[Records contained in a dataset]
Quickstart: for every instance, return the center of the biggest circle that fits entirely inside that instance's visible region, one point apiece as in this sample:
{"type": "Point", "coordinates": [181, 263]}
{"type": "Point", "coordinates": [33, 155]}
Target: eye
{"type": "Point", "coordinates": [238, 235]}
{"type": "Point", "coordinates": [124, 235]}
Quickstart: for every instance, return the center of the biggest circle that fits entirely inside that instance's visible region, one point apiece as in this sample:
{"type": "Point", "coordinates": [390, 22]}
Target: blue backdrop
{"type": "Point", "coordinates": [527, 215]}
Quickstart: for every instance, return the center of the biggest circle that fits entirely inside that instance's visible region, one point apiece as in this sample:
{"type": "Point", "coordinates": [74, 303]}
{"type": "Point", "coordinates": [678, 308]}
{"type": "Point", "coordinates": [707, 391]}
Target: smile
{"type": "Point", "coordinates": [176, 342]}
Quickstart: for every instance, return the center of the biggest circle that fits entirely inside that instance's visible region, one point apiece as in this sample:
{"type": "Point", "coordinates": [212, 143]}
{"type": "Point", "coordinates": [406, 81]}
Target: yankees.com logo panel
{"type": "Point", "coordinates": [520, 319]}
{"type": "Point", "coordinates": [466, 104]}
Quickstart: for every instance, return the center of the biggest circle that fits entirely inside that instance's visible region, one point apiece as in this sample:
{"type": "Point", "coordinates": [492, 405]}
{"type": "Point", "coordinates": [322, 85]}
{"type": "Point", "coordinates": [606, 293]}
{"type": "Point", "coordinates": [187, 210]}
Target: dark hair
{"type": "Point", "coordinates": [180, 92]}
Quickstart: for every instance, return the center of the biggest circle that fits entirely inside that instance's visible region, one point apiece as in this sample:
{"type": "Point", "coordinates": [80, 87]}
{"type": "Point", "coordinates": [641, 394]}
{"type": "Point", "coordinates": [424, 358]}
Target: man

◆ Work to complete ◆
Transcribe each record shown above, exactly.

◆ Response to the task ◆
Quickstart: for every instance, return the center of the biggest circle that fits entirely inside that instance's visible region, one point apiece as in this sample:
{"type": "Point", "coordinates": [181, 263]}
{"type": "Point", "coordinates": [33, 155]}
Target: eye
{"type": "Point", "coordinates": [238, 235]}
{"type": "Point", "coordinates": [124, 235]}
Quickstart: for every instance, return the center of the biggest circle that fits entirely inside that instance's visible region, one point apiece as in this sample:
{"type": "Point", "coordinates": [390, 22]}
Target: blue backdrop
{"type": "Point", "coordinates": [527, 215]}
Quickstart: for every instance, return the center of the biggest circle that fits entirely inside that instance's visible region, one point apiece as in this sample:
{"type": "Point", "coordinates": [74, 303]}
{"type": "Point", "coordinates": [678, 308]}
{"type": "Point", "coordinates": [707, 391]}
Target: smile
{"type": "Point", "coordinates": [176, 342]}
Quickstart: for every instance, return the center of the biggest circle that fits entirely inside that instance's visible region, one point apiece as in this sample:
{"type": "Point", "coordinates": [212, 143]}
{"type": "Point", "coordinates": [406, 81]}
Target: yankees.com logo panel
{"type": "Point", "coordinates": [520, 319]}
{"type": "Point", "coordinates": [466, 104]}
Quickstart: for every instance, return the center of the biggest circle that fits entirely inside that instance's visible region, one point apiece as in this sample:
{"type": "Point", "coordinates": [492, 405]}
{"type": "Point", "coordinates": [322, 85]}
{"type": "Point", "coordinates": [606, 293]}
{"type": "Point", "coordinates": [187, 210]}
Target: dark hair
{"type": "Point", "coordinates": [180, 92]}
Quickstart: for every instance, return the center of the biggest circle that fits entirely inside that instance's visible region, one point apiece as in this sample:
{"type": "Point", "coordinates": [80, 87]}
{"type": "Point", "coordinates": [641, 394]}
{"type": "Point", "coordinates": [424, 358]}
Target: man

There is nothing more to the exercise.